--- Provided data Enclosed Below ---

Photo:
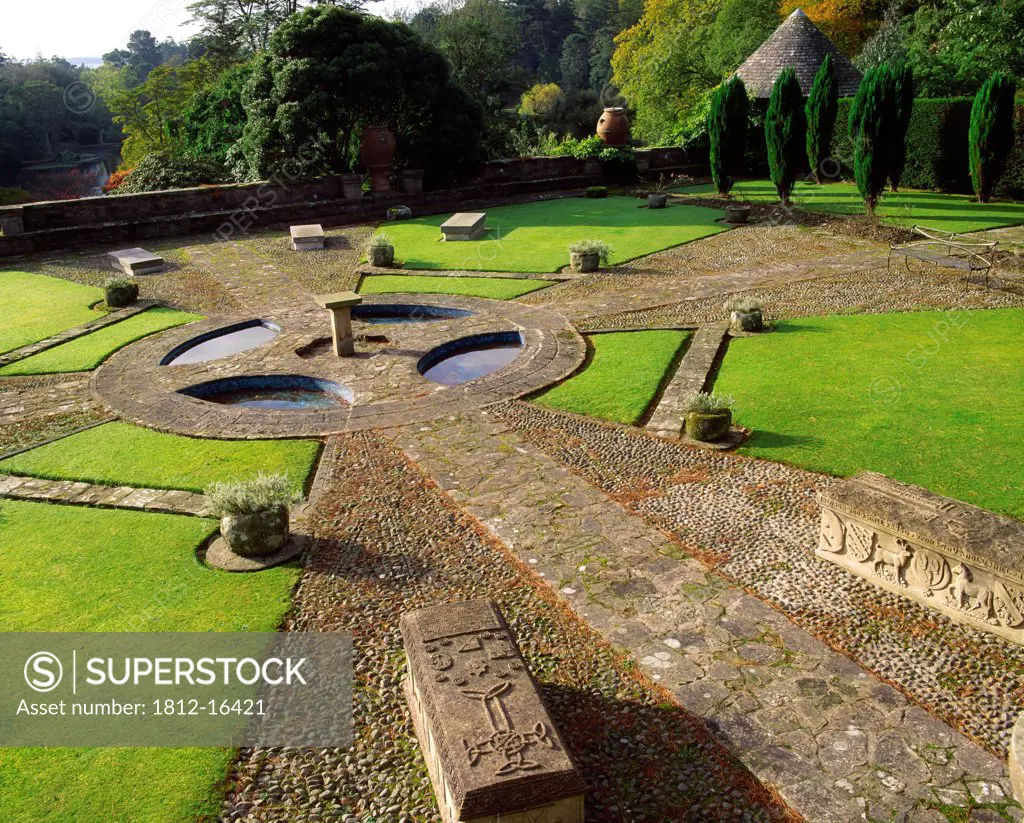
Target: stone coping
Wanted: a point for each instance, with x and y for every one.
(489, 740)
(988, 539)
(134, 385)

--- End of Enclosed Provided data ---

= Action item =
From the line that contains "Target: stone coping" down to the last line of the listing above, repeat each line exactly, and include nothing else.

= Written reply =
Target: stone coping
Wanted: a point for each instance, with x and y for every one.
(489, 740)
(988, 539)
(134, 385)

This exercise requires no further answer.